= TEXTO EXTRAÍDO =
==*==

José Inácio Marques - O orçamento da FATACIL /2012 ronda os 750 mil euros. Isso representa uma redução de 250 mil euros. A área de exposição também foi reduzida, contando desta vez com 250 pavilhões. No campo de futebol do Grupo Desportivo de Lagoa, que não é propriedade da empresa responsável pela FATACIL, só estarão máquinas agrícolas e automóveis. Tal situação deve-se à redução de custos. Por outro lado, toda a animação voltará a ter lugar no antigo recinto deste certame, depois de os concertos com maior dimensão se terem realizado durante alguns anos no palco montado no campo de futebol. O regresso ao modelo anterior tem a ver com a necessidade da já referida redução de custos. Nesse sentido, a animação terá outro tipo de espetáculos, com custos mais reduzidos, embora mantendo artistas nacionais. A FATACIL cresceu durante anos porque o mercado económico assim o permitiu. Agora que o mercado se comprimiu bastante no Algarve, temos naturalmente de dar respostas em articulação com essa situação. Ao mesmo tempo, a nossa aposta em 2012 passou bastante pela promoção, utilizando para o efeito órgãos de comunicação social e os próprios artistas nos seus espetáculos.
b. - A qualidade do evento poderá estar em causa?
J.I.M. - Esperamos que a qualidade se mantenha e que o número de visitantes da FATACIL não reduza muito. Este certame conta com muitos visitantes oriundos de outras zonas do Algarve e de fora desta região. Temos de perceber qual a apetência dessas pessoas, que aqui se encontram de férias, para irem, ou não, à feira. Sabemos que muitos dos turistas também se contêm nos gastos. Perante essa situação, existe um grau de incerteza ao nível da FATACIL, mas procurámos que tal situação não tivesse influência na qualidade. Porém, vai ter naturalmente reflexos num tipo de atuações que o certame tinha, bem como ao nível das áreas, que são menores. Mesmo assim, insisto, procuramos que o produto na forma como se apresente mantenha o padrão de qualidade.

==*==

= OBJETIVOS =
A – Reproduza na íntegra a entrevista sobre a FATACIL, sem mudar uma única palavra.
B – Transcreva todas as linhas de dados guardadas tal como aparecem, sem qualquer alteração.
As linhas de dados guardadas não têm qualquer relação com a entrevista sobre a FATACIL.

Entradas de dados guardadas
==*==

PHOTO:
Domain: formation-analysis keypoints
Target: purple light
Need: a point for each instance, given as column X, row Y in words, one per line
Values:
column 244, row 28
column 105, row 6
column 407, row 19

==*==

= RESPOSTAS =
A –
José Inácio Marques - O orçamento da FATACIL /2012 ronda os 750 mil euros. Isso representa uma redução de 250 mil euros. A área de exposição também foi reduzida, contando desta vez com 250 pavilhões. No campo de futebol do Grupo Desportivo de Lagoa, que não é propriedade da empresa responsável pela FATACIL, só estarão máquinas agrícolas e automóveis. Tal situação deve-se à redução de custos. Por outro lado, toda a animação voltará a ter lugar no antigo recinto deste certame, depois de os concertos com maior dimensão se terem realizado durante alguns anos no palco montado no campo de futebol. O regresso ao modelo anterior tem a ver com a necessidade da já referida redução de custos. Nesse sentido, a animação terá outro tipo de espetáculos, com custos mais reduzidos, embora mantendo artistas nacionais. A FATACIL cresceu durante anos porque o mercado económico assim o permitiu. Agora que o mercado se comprimiu bastante no Algarve, temos naturalmente de dar respostas em articulação com essa situação. Ao mesmo tempo, a nossa aposta em 2012 passou bastante pela promoção, utilizando para o efeito órgãos de comunicação social e os próprios artistas nos seus espetáculos.
b. - A qualidade do evento poderá estar em causa?
J.I.M. - Esperamos que a qualidade se mantenha e que o número de visitantes da FATACIL não reduza muito. Este certame conta com muitos visitantes oriundos de outras zonas do Algarve e de fora desta região. Temos de perceber qual a apetência dessas pessoas, que aqui se encontram de férias, para irem, ou não, à feira. Sabemos que muitos dos turistas também se contêm nos gastos. Perante essa situação, existe um grau de incerteza ao nível da FATACIL, mas procurámos que tal situação não tivesse influência na qualidade. Porém, vai ter naturalmente reflexos num tipo de atuações que o certame tinha, bem como ao nível das áreas, que são menores. Mesmo assim, insisto, procuramos que o produto na forma como se apresente mantenha o padrão de qualidade.

B –
PHOTO:
Domain: formation-analysis keypoints
Target: purple light
Need: a point for each instance, given as column X, row Y in words, one per line
Values:
column 244, row 28
column 105, row 6
column 407, row 19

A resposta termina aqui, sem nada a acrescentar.